**Exercise inputs:**
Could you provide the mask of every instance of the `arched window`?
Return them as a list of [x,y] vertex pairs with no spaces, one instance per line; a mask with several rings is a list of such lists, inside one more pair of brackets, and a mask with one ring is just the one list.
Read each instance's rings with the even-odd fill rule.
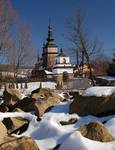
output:
[[66,59],[65,58],[63,58],[63,63],[66,64]]

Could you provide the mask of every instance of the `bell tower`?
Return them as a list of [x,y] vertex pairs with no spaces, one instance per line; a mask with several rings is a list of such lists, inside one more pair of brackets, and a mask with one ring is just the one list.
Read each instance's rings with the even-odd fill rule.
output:
[[42,53],[44,69],[49,71],[52,70],[57,55],[58,55],[58,47],[54,41],[52,27],[51,24],[49,23],[48,35],[46,43],[43,44],[43,53]]

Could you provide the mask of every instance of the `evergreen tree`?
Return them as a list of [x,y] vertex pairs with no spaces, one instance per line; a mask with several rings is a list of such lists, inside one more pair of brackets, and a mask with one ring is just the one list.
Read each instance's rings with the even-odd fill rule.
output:
[[112,63],[109,64],[108,75],[115,77],[115,53],[113,54]]

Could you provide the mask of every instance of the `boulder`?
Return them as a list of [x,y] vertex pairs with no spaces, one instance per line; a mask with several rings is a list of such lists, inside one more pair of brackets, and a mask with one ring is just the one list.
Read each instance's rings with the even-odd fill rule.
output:
[[35,103],[35,112],[38,118],[42,117],[48,108],[60,103],[58,98],[50,97],[48,99],[39,100]]
[[21,117],[4,118],[3,123],[7,128],[8,134],[21,134],[28,128],[28,120]]
[[4,142],[4,138],[7,137],[7,128],[0,122],[0,144]]
[[19,108],[22,111],[30,112],[35,110],[35,99],[25,97],[14,105],[14,109]]
[[18,89],[6,88],[3,93],[4,103],[8,107],[15,105],[21,98],[22,96]]
[[63,98],[59,96],[58,93],[54,92],[49,88],[39,88],[32,92],[31,97],[38,100],[38,99],[48,99],[49,97],[58,98],[59,100],[63,101]]
[[106,116],[115,113],[115,94],[110,96],[80,96],[70,104],[70,114]]
[[27,130],[29,121],[21,117],[10,118],[13,123],[13,128],[8,131],[9,134],[21,134]]
[[81,126],[78,131],[84,137],[95,141],[110,142],[115,140],[101,122],[90,122],[87,125]]
[[21,137],[2,143],[0,150],[39,150],[39,148],[32,138]]

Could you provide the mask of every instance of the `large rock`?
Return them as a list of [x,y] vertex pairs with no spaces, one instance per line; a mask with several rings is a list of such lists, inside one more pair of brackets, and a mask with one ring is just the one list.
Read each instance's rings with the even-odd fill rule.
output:
[[42,115],[48,110],[48,108],[58,103],[60,103],[60,100],[54,97],[37,101],[35,103],[36,115],[38,116],[38,118],[42,117]]
[[81,126],[78,130],[84,137],[91,140],[100,142],[110,142],[115,140],[100,122],[91,122],[88,125]]
[[101,97],[77,95],[70,105],[69,112],[77,113],[80,116],[102,116],[114,114],[115,94]]
[[23,119],[21,117],[13,117],[10,119],[13,123],[13,128],[8,131],[9,134],[11,133],[21,134],[27,130],[28,125],[29,125],[28,120]]
[[[19,125],[15,121],[15,126]],[[0,122],[0,150],[39,150],[37,144],[32,138],[11,137],[7,134],[7,128]]]
[[38,118],[40,118],[52,106],[64,100],[64,98],[58,93],[49,88],[36,89],[32,92],[31,97],[36,99],[35,111]]
[[32,138],[22,137],[1,144],[0,150],[39,150],[39,148]]
[[6,88],[3,93],[4,103],[8,107],[15,105],[21,98],[22,96],[18,89]]
[[61,101],[63,101],[63,98],[61,96],[59,96],[58,93],[54,92],[54,90],[51,90],[49,88],[39,88],[36,89],[32,92],[31,95],[32,98],[38,100],[40,98],[42,99],[48,99],[49,97],[54,97],[54,98],[58,98]]
[[4,139],[7,137],[7,129],[5,125],[0,122],[0,144],[4,142]]
[[19,108],[25,112],[30,112],[30,111],[34,111],[35,110],[35,99],[33,98],[29,98],[29,97],[25,97],[22,100],[18,101],[15,105],[14,105],[14,109],[15,108]]
[[4,118],[2,121],[7,128],[8,134],[21,134],[28,128],[28,120],[21,117]]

**Exercise brief:**
All of the entries above need to be transcribed exactly, except for the pictures.

**Task result:**
Could you provide the mask of every instance of the `arched window`?
Return them as a list of [x,y] vertex pairs with no spaces, one instance per line; a mask with several rings is a list of such lists, inside one more pair of brackets, and a mask with one ring is just the one list.
Read each instance's rings with the even-odd fill rule.
output:
[[66,59],[65,58],[63,58],[63,63],[66,64]]

Could you provide the mask of every instance of the `bell tower`?
Return them as a list of [x,y] vertex pairs with no spaces, one instance per line; a mask with several rings is a list of such lists, inside one more pair of brackets, and a mask with one ring is just the one list.
Read each instance's rings with the even-odd fill rule.
output:
[[42,53],[44,69],[49,71],[52,70],[57,55],[58,55],[58,47],[54,41],[52,27],[51,24],[49,23],[48,35],[46,43],[43,44],[43,53]]

Could you provide the mask of every instance of the `evergreen tree`?
Return them as a list of [x,y] vertex pairs with no spaces, one instance per line; a mask with several rings is a list of such lists, inside one more pair of brackets, and a mask with one ring is just the one list.
Read each instance's rings with the even-odd fill rule.
output:
[[112,63],[109,64],[108,75],[115,77],[115,53],[113,54]]

Could you provide the mask of every instance of the `boulder`?
Return them as a list of [x,y] vertex pairs with no spaces, one instance per line; a mask with several rings is a list of such lists, inside one more pair of brackets, and a mask with one ring is just the one list.
Read each instance's rings with the even-odd fill rule.
output:
[[35,103],[35,112],[38,118],[42,117],[48,108],[60,103],[58,98],[50,97],[48,99],[39,100]]
[[21,117],[4,118],[3,123],[7,128],[8,134],[21,134],[28,128],[28,120]]
[[4,142],[4,138],[7,137],[7,128],[0,122],[0,144]]
[[19,108],[22,111],[30,112],[35,110],[35,99],[25,97],[14,105],[14,109]]
[[18,89],[6,88],[3,93],[4,103],[8,107],[15,105],[21,98],[22,96]]
[[63,98],[59,96],[58,93],[54,92],[49,88],[39,88],[32,92],[31,97],[38,100],[38,99],[48,99],[49,97],[58,98],[59,100],[63,101]]
[[106,116],[115,113],[115,94],[110,96],[80,96],[70,104],[70,114]]
[[27,130],[29,121],[21,117],[10,118],[13,123],[13,128],[8,131],[9,134],[21,134]]
[[81,126],[78,131],[84,137],[95,141],[110,142],[115,140],[101,122],[90,122],[87,125]]
[[21,137],[2,143],[0,150],[39,150],[39,148],[32,138]]

Could you provide the mask of every instance of the `large rock`?
Return them as a list of [x,y] vertex pairs with no spaces, one instance per line; a mask with several rings is a list of such lists, inside one more pair of brackets, and a mask with one ring is just the one list.
Read each instance's rings with the even-odd fill rule.
output:
[[42,115],[48,110],[48,108],[58,103],[60,103],[60,100],[54,97],[37,101],[35,103],[36,115],[38,116],[38,118],[42,117]]
[[81,126],[78,130],[84,137],[91,140],[100,142],[110,142],[115,140],[100,122],[91,122],[88,125]]
[[101,97],[77,95],[70,105],[69,112],[77,113],[80,116],[102,116],[114,114],[115,94]]
[[23,119],[21,117],[13,117],[10,119],[13,123],[13,128],[8,131],[9,134],[11,133],[21,134],[27,130],[28,125],[29,125],[28,120]]
[[[19,125],[15,121],[15,126]],[[0,122],[0,150],[39,150],[37,144],[32,138],[11,137],[7,134],[7,128]]]
[[38,118],[40,118],[52,106],[64,100],[64,98],[58,93],[49,88],[36,89],[32,92],[31,97],[36,99],[35,111]]
[[32,138],[22,137],[1,144],[0,150],[39,150],[39,148]]
[[6,88],[3,93],[4,103],[8,107],[15,105],[21,98],[22,96],[18,89]]
[[61,101],[63,101],[63,98],[61,96],[59,96],[58,93],[54,92],[54,90],[51,90],[49,88],[39,88],[36,89],[32,92],[31,95],[32,98],[38,100],[40,98],[42,99],[48,99],[49,97],[54,97],[54,98],[58,98]]
[[4,139],[7,137],[7,129],[5,125],[0,122],[0,144],[4,142]]
[[19,108],[25,112],[30,112],[30,111],[34,111],[35,110],[35,99],[33,98],[29,98],[29,97],[25,97],[22,100],[18,101],[15,105],[14,105],[14,109],[15,108]]
[[4,118],[2,121],[7,128],[8,134],[21,134],[28,128],[28,120],[21,117]]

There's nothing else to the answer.